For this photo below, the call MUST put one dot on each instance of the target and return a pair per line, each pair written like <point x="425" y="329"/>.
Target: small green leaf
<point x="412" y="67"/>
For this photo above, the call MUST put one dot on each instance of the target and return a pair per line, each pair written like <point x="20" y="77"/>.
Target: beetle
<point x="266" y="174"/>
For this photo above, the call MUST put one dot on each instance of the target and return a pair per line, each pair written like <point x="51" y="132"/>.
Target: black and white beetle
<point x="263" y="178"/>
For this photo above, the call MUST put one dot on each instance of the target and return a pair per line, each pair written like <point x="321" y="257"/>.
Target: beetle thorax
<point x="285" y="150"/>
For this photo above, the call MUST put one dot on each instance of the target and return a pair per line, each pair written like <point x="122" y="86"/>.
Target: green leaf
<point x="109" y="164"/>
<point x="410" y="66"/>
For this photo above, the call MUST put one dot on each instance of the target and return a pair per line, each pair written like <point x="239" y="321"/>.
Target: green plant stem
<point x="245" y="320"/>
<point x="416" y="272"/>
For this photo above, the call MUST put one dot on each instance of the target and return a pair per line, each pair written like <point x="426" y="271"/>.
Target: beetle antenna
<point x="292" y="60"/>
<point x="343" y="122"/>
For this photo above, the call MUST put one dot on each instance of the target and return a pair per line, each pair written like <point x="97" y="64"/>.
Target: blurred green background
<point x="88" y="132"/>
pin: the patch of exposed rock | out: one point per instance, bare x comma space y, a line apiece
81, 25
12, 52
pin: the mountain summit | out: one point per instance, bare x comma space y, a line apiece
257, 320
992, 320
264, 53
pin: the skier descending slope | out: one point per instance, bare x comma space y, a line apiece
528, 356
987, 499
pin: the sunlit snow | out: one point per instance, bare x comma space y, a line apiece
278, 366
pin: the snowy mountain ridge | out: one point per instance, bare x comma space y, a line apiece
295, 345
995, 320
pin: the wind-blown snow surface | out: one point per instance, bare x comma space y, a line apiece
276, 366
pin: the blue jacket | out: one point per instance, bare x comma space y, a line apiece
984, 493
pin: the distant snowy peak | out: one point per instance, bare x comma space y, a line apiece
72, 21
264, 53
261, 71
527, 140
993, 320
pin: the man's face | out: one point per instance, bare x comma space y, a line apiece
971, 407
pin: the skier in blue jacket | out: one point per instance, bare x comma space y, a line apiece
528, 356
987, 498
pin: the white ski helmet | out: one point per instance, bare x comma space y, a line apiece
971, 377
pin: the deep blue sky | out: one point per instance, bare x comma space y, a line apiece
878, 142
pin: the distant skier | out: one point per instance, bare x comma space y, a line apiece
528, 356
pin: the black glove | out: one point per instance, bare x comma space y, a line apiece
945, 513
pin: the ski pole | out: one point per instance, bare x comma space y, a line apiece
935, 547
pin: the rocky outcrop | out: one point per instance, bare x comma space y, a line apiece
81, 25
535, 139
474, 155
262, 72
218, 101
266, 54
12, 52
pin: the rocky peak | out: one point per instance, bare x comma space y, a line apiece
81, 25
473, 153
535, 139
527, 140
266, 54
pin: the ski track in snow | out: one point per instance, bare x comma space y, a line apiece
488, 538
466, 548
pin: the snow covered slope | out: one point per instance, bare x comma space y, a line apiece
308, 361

Assigned task> Word for word, write out every line of the listing.

Output for this exercise>
For this photo below, the call MUST put one dot on each instance of the target and return a pair per line, each pair written like <point x="425" y="329"/>.
Target: small green leaf
<point x="412" y="67"/>
For this photo above, the call MUST put one dot on each instance of the target and return a pair per line, each pair written like <point x="20" y="77"/>.
Target: beetle
<point x="266" y="174"/>
For this photo above, the call MUST put one dot on each instance of the target and return a pair per line, each pair written like <point x="51" y="132"/>.
Target: black and white beetle
<point x="263" y="178"/>
For this photo above, the call MUST put one dot on each instance of the target and return a pair per line, each pair written like <point x="321" y="257"/>.
Target: beetle thorax
<point x="285" y="150"/>
For this photo above, the call MUST put one dot on each instance of the target and return a pair per line, each pair written like <point x="122" y="86"/>.
Target: green leaf
<point x="109" y="164"/>
<point x="410" y="66"/>
For this photo above, the call MUST put one dot on each instance of the target and return a pair per line, each pair written like <point x="239" y="321"/>.
Target: green plant stem
<point x="245" y="320"/>
<point x="416" y="272"/>
For this photo above, the call MUST put one dot on each instance of the target and return a pair per line, each pair written like <point x="426" y="271"/>.
Target: beetle antenna
<point x="292" y="60"/>
<point x="343" y="122"/>
For this photo above, the call MUST put one dot on each instance of the target and return a pair per line, each pair written like <point x="97" y="64"/>.
Target: blurred green background
<point x="88" y="132"/>
pin: the patch of exposed rock | out: one point per instance, bare x comma space y, a line apiece
81, 25
12, 52
pin: the mountain summit | out: one point per instance, bare x comma space y, a line apiece
257, 320
992, 320
264, 53
pin: the skier descending slope | out: one point per instance, bare x comma space y, a line apiece
528, 356
987, 499
pin: the sunlit snow | out: one point per instance, bare x comma space y, a line apiece
278, 366
pin: the snowy mountain ridge | out: one point per instance, bare x comma space y, a line apiece
295, 345
995, 320
pin: the wind-blown snow surface | out: one point per instance, bare x comma space y, a line apiece
276, 366
pin: the blue jacket | out: one point per instance, bare x comma space y, a line apiece
984, 493
pin: the distant snowy peak | out: one point per instance, bare x comma space y, a line apiece
72, 21
264, 53
261, 71
527, 140
993, 320
pin: the man's face | out: one point per instance, bare x comma space y, a line apiece
971, 407
pin: the skier in blue jacket | out: one point per instance, bare x comma space y, a line apiece
528, 356
987, 498
pin: the white ski helmet | out: one point per instance, bare x comma space y, a line apiece
971, 377
pin: the deep blue sky | out: one point per instance, bare x comma space y, a line apiece
878, 142
pin: the distant skier | out: one point per instance, bare x comma space y, a line apiece
528, 356
pin: the black glove | out: one point per instance, bare x comma space y, a line apiece
945, 513
pin: the ski pole | out: one point per instance, bare x comma space y, a line apiece
935, 547
pin: the rocky outcrop | out: one point per instance, bare x comma space y, a line apiece
81, 25
535, 139
474, 155
262, 72
218, 101
266, 54
12, 52
pin: the rocky peak | out: one point per instance, bare x comma space y, a line apiece
81, 25
473, 153
535, 139
527, 140
266, 54
pin: the ski track in snow | out: one point per instance, bare x comma space y, a line apiece
488, 538
466, 548
pin: the snow covered slope | out: one point per instance, bare x comma space y, a line apiece
308, 361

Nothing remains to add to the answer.